** START Record extracts **
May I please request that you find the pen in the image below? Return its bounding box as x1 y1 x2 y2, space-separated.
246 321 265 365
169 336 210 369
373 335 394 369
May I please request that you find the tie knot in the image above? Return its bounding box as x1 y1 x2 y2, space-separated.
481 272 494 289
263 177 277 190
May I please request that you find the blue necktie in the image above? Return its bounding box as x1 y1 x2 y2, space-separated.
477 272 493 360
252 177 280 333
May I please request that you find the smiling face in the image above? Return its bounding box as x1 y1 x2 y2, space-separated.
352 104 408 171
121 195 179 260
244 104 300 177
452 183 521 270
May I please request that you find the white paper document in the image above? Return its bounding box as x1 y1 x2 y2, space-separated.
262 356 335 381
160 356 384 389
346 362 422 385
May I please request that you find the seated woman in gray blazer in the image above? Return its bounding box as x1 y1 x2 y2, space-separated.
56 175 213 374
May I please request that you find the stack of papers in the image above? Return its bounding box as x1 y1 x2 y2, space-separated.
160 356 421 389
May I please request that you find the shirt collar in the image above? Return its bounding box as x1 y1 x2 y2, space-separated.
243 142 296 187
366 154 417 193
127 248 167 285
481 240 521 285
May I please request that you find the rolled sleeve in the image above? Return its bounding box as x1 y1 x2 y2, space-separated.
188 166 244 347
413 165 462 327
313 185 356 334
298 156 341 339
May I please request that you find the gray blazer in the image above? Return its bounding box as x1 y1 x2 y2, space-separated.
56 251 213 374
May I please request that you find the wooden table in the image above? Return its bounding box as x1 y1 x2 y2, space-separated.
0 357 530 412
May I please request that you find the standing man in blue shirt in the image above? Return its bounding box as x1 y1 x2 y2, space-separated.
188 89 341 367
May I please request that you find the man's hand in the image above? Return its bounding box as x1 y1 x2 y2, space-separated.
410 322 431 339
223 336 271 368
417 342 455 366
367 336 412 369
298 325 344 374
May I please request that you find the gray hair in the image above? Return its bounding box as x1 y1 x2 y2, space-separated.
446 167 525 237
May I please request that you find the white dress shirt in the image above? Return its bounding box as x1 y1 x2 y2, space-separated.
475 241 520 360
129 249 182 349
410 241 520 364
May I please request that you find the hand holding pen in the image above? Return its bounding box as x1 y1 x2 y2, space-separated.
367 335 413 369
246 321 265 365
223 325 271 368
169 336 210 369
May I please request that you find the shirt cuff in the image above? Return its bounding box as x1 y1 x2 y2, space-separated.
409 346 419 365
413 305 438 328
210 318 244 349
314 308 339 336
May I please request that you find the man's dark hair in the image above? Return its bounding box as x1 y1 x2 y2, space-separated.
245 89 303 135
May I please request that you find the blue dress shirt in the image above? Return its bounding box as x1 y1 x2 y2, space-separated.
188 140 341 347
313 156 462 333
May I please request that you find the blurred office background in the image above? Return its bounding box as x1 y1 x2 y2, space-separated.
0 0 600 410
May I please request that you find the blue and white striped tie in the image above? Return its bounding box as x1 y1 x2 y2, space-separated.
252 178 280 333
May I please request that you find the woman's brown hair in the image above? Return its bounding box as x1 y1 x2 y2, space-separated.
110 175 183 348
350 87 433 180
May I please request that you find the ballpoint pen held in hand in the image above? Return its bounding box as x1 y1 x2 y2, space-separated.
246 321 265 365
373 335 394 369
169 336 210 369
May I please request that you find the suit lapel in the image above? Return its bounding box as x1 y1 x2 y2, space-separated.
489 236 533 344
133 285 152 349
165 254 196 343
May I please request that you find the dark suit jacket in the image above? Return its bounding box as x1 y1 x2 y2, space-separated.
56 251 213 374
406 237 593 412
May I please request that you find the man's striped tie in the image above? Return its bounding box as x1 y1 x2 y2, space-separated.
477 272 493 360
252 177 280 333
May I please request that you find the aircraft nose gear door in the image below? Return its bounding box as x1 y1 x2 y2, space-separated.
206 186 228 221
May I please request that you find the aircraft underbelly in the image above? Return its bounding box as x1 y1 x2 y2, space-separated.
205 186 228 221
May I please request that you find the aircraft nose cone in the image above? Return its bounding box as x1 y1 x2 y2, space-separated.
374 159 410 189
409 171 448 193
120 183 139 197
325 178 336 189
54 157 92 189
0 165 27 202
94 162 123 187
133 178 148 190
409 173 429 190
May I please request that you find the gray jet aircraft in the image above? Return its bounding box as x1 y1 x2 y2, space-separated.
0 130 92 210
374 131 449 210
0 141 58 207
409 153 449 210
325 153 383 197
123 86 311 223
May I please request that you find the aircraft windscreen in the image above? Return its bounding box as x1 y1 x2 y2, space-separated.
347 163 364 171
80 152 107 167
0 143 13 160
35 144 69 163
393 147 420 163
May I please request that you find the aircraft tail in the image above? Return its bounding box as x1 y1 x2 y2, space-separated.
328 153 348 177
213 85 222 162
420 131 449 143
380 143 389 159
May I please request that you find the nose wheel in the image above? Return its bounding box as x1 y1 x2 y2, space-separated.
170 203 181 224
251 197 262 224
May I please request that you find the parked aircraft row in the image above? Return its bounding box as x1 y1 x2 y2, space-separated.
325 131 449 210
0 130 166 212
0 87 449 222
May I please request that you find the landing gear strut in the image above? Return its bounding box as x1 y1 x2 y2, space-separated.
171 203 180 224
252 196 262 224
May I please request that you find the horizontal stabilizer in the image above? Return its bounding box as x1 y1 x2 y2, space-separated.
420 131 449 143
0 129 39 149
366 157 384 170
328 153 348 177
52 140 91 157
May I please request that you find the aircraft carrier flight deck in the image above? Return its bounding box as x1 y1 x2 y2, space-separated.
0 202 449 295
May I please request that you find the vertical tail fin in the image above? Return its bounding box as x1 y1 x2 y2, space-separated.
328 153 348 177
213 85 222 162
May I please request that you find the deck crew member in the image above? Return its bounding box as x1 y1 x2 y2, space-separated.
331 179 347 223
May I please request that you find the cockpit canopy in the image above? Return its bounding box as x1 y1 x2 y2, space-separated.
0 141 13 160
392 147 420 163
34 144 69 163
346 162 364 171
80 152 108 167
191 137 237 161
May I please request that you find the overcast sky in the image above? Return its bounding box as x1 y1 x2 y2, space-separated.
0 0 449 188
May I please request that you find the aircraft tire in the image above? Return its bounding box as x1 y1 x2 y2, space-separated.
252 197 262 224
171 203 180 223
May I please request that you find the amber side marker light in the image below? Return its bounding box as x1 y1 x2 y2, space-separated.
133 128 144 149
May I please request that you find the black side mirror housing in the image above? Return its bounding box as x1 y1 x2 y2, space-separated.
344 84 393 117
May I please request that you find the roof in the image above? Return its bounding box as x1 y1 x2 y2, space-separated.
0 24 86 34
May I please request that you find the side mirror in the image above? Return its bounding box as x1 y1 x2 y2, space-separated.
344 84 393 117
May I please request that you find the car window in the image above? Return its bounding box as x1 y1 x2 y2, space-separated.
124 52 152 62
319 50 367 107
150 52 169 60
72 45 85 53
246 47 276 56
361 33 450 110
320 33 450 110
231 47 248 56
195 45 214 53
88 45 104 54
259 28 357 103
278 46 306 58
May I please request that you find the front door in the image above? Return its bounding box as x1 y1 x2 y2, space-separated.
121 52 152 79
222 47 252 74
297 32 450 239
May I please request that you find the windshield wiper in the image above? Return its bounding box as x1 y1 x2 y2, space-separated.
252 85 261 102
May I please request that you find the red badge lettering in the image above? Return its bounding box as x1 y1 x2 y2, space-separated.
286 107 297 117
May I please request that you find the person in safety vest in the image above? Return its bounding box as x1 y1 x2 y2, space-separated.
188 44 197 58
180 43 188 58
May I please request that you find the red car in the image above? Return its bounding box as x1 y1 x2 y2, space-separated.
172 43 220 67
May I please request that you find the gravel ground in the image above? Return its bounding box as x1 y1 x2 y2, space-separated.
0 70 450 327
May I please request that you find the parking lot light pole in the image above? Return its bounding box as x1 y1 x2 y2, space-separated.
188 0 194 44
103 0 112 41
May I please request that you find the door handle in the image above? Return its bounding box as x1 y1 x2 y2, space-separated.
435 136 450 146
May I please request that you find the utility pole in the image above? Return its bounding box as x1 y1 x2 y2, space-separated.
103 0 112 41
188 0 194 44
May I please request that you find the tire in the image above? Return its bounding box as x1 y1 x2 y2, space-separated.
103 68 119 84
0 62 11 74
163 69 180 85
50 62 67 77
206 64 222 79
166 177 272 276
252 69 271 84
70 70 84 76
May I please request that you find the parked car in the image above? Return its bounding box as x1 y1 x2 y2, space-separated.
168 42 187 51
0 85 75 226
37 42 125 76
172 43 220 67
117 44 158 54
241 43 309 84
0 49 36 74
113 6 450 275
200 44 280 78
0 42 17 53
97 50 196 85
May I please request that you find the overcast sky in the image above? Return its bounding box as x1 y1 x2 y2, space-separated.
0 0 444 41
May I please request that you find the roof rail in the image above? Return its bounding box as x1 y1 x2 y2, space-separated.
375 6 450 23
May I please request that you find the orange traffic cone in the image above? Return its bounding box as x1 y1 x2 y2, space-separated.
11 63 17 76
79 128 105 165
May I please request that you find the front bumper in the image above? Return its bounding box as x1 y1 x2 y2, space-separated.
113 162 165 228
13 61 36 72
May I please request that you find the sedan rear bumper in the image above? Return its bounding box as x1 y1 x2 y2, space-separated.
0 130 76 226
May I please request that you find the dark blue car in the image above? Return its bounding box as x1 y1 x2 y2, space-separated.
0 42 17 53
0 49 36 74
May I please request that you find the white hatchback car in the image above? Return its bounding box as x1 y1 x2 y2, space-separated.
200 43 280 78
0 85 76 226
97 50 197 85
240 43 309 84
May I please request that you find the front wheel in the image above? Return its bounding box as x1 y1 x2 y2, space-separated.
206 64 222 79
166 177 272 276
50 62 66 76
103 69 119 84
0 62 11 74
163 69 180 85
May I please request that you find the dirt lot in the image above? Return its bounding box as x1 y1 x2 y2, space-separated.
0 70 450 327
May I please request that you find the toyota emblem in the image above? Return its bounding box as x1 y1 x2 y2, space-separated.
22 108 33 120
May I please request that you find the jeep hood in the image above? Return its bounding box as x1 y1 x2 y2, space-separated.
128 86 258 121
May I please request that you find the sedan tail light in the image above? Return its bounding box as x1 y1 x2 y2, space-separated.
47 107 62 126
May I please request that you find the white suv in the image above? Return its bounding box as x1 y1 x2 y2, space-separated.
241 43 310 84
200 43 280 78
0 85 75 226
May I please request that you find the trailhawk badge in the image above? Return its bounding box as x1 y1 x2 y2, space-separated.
** END Record extracts **
__The problem__: Rewrite the rows starting at the line containing "May I please request that you find the amber" and ending at the line containing "252 85 261 102", including the requests, with each bounding-box coordinate in the answers multiplied by 2.05 and rounded to the nearest whole number, halves rounding up. Leave the request lines unchanged and output only these rows.

__Task answer__:
May I please request that you find the amber side marker light in the image below? Return its bounding box as x1 y1 x2 y2, space-separated.
273 262 295 305
May I please request that you find the black side mirror housing in the image above? Return its bounding box as x1 y1 x2 y2, space-separated.
705 172 806 240
May I please request that you find the roof in the image above? Return its bounding box as x1 y1 x2 y2, space-separated.
0 49 176 70
May I please request that you find the side mirror in the image above? Return its bounding box as x1 y1 x2 y2, space-separated.
705 172 806 240
May I please request that you find the car window in the image above? Return its bounding box as x1 y1 x2 y2, space-separated.
254 107 312 127
654 103 752 219
308 107 346 123
148 92 174 109
504 96 566 115
740 68 923 226
656 68 923 226
474 96 508 115
400 92 439 109
180 92 213 111
531 57 732 211
570 94 627 119
May I please request that you find the front door in the image above? Return its bounding box as x1 y1 x2 y2, space-separated.
248 107 312 162
455 96 517 152
609 66 923 490
May I please request that you find the windshield wiper in the image above? Return its bounding box as x1 y1 x2 y2, space-separated.
517 174 535 209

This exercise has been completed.